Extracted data
— Start —

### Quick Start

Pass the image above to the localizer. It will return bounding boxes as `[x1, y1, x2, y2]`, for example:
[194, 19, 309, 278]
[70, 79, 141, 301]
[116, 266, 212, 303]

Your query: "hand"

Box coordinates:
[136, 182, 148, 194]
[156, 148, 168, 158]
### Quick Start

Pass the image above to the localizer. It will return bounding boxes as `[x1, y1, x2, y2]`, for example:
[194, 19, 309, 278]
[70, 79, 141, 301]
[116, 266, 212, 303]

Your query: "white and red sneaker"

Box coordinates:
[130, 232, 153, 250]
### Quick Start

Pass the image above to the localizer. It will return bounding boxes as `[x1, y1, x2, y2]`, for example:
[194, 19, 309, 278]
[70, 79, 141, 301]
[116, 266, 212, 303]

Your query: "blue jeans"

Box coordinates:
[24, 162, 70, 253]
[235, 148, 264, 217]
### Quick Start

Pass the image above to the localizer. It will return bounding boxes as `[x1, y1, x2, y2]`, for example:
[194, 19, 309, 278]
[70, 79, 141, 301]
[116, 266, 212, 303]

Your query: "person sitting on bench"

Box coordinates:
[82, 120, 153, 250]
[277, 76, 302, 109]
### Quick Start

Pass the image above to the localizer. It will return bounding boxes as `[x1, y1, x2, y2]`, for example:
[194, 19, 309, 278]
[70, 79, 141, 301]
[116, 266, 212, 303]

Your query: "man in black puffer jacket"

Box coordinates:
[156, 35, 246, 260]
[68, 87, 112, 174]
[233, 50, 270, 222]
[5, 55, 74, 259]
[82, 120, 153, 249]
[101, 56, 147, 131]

— End —

Transcribe every line of the data above without any changes.

### Quick Start

Pass the image above to the localizer. It will return bounding boxes as `[x1, y1, x2, y2]`, for example:
[194, 19, 309, 278]
[70, 79, 141, 301]
[116, 266, 212, 303]

Your query: "hand"

Box coordinates:
[136, 182, 148, 194]
[156, 148, 168, 158]
### Quick Start

Pass the image above to the localizer. It will return bounding boxes as `[x1, y1, x2, y2]`, for example:
[194, 19, 309, 278]
[70, 79, 141, 301]
[116, 266, 212, 303]

Your query: "white and red sneaker"

Box coordinates:
[130, 232, 153, 250]
### Quick Start

Pass the image above to the localizer. It will return bounding boxes as `[x1, y1, x2, y2]`, for example:
[194, 19, 309, 278]
[70, 79, 141, 301]
[116, 266, 212, 303]

Your query: "blue jeans"

Box coordinates:
[24, 162, 70, 253]
[235, 148, 264, 217]
### Quick Start

Pass the image above to the localizer. It will return bounding boxes as `[x1, y1, x2, y2]`, for example:
[194, 19, 309, 278]
[70, 79, 141, 301]
[116, 266, 212, 303]

Your query: "person sitting on bench"

Box coordinates:
[82, 120, 153, 250]
[277, 76, 302, 109]
### Quick Start

Pass the image above to the localizer. It will return bounding boxes as `[x1, y1, x2, y2]`, for example:
[194, 19, 309, 278]
[70, 79, 141, 301]
[116, 266, 212, 303]

Your query: "man in black puffer jacket"

Box coordinates:
[156, 35, 246, 260]
[68, 87, 112, 174]
[233, 50, 270, 222]
[5, 55, 74, 259]
[82, 120, 153, 249]
[101, 56, 147, 131]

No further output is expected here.